SOURCE EXTRACT |
━━━━━━━━━━━━━━━━━━━━━━━━━━━━━━

Jonestown: The Power and The Myth of Alan Jones
- Author: Chris Masters
- Language: English
- Subject: Alan Jones
- Genre: Biography
- Publisher: Allen & Unwin Australia
- Publication date: October 2006
- Publication place: Australia
- Media type: Hardcover
- Pages: 512 (Hardcover edition)
- ISBN: 978-1-74175-156-7
- OCLC: 85485455
- Dewey Decimal: 791.443 22
- LC Class: PN1991.4.J664 M37 2006

= Jonestown (book) =

2006 Australian biography

Jonestown: The Power and The Myth of Alan Jones is a 2006 biography of radio personality Alan Jones by Chris Masters. The biography deals in part with Jones's sexuality. Masters asserts that Jones is homosexual, which Jones has never acknowledged. Masters began Jonestown in 2002 after profiling Jones for an episode of the current affairs program Four Corners.

━━━━━━━━━━━━━━━━━━━━━━━━━━━━━━

DATA RECORDS |

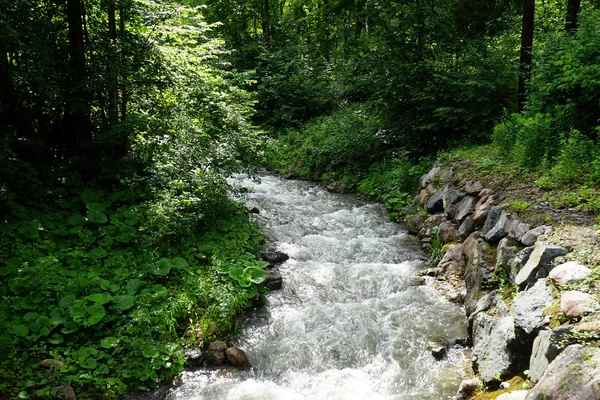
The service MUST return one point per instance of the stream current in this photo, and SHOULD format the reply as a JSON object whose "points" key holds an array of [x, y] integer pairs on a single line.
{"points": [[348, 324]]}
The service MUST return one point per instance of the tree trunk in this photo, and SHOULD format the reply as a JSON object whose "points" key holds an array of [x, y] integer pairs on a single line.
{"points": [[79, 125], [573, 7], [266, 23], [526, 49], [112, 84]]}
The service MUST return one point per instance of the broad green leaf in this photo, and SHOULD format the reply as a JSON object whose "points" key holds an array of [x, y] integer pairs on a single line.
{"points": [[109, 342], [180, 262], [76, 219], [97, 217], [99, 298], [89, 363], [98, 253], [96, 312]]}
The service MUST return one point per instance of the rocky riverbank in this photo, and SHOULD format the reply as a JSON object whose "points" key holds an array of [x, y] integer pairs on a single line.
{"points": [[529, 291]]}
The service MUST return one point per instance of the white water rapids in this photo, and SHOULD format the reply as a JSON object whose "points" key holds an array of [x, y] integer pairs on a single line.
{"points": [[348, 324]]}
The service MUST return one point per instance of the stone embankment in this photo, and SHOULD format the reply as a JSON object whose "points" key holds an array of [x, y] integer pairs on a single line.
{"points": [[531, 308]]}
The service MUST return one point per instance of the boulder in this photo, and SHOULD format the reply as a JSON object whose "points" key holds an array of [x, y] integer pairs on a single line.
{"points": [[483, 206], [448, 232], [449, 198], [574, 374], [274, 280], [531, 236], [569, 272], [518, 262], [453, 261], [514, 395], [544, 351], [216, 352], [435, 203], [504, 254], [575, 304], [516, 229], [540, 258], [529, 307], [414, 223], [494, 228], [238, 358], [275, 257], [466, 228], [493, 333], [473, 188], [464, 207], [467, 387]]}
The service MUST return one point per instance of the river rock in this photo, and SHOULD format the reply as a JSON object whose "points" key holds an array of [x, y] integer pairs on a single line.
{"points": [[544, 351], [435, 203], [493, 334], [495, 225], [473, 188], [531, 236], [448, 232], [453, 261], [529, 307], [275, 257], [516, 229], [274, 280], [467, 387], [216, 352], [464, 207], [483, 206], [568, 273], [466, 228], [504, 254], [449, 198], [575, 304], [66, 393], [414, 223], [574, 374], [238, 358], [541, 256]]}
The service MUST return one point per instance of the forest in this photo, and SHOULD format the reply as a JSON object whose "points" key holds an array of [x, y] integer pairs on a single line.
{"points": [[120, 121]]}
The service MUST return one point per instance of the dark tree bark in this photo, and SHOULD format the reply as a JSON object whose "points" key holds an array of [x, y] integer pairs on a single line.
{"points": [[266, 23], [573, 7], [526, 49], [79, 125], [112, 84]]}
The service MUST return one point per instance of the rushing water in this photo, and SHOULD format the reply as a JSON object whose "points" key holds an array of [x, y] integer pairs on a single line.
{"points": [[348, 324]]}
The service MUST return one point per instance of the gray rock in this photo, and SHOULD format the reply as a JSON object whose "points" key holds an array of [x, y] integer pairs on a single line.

━━━━━━━━━━━━━━━━━━━━━━━━━━━━━━

TASKS TO PERFORM |
A: Answer these about the Jonestown book text:
(i) Which company published the book?
(ii) How many pages does the hardcover edition have?
(iii) In what year did Masters begin the book?
B: Pick up the text about the Jonestown biography after its last sentence and continue it.
The data were collected from a separate source.

IN RESPONSE |
A:
(i) Allen & Unwin Australia
(ii) 512
(iii) 2002

B:
==Awards and nominations==
===Nominations===
The book was nominated for the 2006 Douglas Stewart Prize for Non-Fiction for its "depth of research, fluency of narrative and professional engagement".

===Awards===
The book won the Australian Book Industry Award for Australian Biography of the Year for 2007.

==Controversy==
On 29 June 2006, ABC Enterprises announced that it was cancelling the publication of Masters' manuscript. ABC Enterprises director Robyn Watts stated that it was because it would "almost certainly result in commercial loss, which would be irresponsible". The statement was widely believed to be a veiled reference to the fact that Jones's lawyers had threatened an expensive defamation lawsuit if the book was published. The ABC program Media Watch reported that the decision to cancel publication had not been made by ABC Enterprises but by the ABC Board. Many ABC personalities criticised the Board's decision, and a petition against the decision circulated, with signatories including ABC radio personalities Richard Glover and Phillip Adams.

During his show on 2UE on 5 July 2006, Mike Carlton, Jones's rival Sydney radio broadcaster, suggested that the book might detail homosexual encounters on Jones's part, and that Jones's lawyers had told the ABC that Masters' material was "replete with false and inappropriate sexual innuendo".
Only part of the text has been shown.